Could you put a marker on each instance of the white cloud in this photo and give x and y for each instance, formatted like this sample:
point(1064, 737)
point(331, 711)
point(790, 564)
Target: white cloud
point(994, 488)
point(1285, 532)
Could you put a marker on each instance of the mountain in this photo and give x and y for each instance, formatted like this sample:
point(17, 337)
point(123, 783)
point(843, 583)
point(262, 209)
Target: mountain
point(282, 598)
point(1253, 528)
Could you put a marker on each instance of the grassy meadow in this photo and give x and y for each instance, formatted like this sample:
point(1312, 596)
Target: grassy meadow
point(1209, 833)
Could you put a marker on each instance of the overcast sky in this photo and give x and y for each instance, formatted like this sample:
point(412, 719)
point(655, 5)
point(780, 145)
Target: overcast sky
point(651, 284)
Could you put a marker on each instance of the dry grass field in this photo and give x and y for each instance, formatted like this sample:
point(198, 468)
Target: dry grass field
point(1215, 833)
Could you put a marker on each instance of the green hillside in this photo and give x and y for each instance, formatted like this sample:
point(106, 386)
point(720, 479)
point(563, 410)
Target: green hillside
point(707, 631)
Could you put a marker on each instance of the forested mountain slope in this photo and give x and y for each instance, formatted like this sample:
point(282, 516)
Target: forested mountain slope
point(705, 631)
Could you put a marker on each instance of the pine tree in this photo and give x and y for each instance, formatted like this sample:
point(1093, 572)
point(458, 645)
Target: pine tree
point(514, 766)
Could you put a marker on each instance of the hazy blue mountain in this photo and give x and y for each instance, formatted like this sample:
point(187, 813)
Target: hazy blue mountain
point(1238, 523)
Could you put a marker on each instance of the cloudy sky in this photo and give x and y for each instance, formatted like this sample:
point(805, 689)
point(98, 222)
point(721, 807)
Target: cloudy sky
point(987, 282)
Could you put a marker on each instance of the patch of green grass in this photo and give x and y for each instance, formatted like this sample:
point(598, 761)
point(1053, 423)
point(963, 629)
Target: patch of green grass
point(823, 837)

○ ○ ○ ○ ○

ABOUT THIS EXERCISE
Going line by line, repeat the whole listing exactly.

WORKED SOLUTION
Could you put a marker on each instance of the white cloud in this photo and give x and y for each instance, formatted like this sample:
point(1064, 737)
point(331, 711)
point(790, 564)
Target: white cloud
point(994, 488)
point(1285, 532)
Could you put a marker on each instance of the mountain in this photo and give x and y for each instance, formatted like this sample:
point(17, 337)
point(123, 783)
point(843, 583)
point(262, 209)
Target: mountain
point(282, 598)
point(1253, 528)
Could you put a marker on each instance of the grassy meadow in this photo and give x and y for each instance, formatted like this sample:
point(1312, 596)
Target: grassy meadow
point(1209, 833)
Could you put a marker on each instance of the overcast sky in this photo and give x and y for each instance, formatted like this sample:
point(412, 719)
point(655, 5)
point(780, 145)
Target: overcast sky
point(651, 284)
Could you put a marker on each instance of the dry grass field in this photo and give x and y for each instance, formatted like this sample:
point(198, 468)
Target: dry grass field
point(1215, 833)
Could you put a marker on each instance of the green hillside in this photo and give x and y for each instance, formatted like this sample:
point(106, 386)
point(720, 479)
point(563, 410)
Target: green hillside
point(707, 631)
Could you put a marker on each instance of the forested mountain slope in this photo and give x and y for each instance, formatted like this sample:
point(282, 516)
Target: forested mountain slope
point(705, 631)
Could you put a marker on each instance of the pine tree in this photo and give x and y for each instance, formatted like this sample:
point(1093, 572)
point(458, 645)
Target: pine tree
point(514, 766)
Could you put a marker on each instance of the hazy blue mountain in this photo and give x and y for each instance, formatted like this sample:
point(187, 813)
Target: hazy blue mountain
point(1238, 523)
Could you put a marker on each instance of the cloudy sky in this photo and give x and y for each instance, formatted like this sample:
point(805, 689)
point(98, 222)
point(721, 807)
Target: cloudy sky
point(987, 282)
Could you put a marker on each instance of the patch of green grass in this photo and give x and y for each instance, formatted like this sample:
point(598, 761)
point(1053, 423)
point(963, 629)
Target: patch of green grass
point(823, 837)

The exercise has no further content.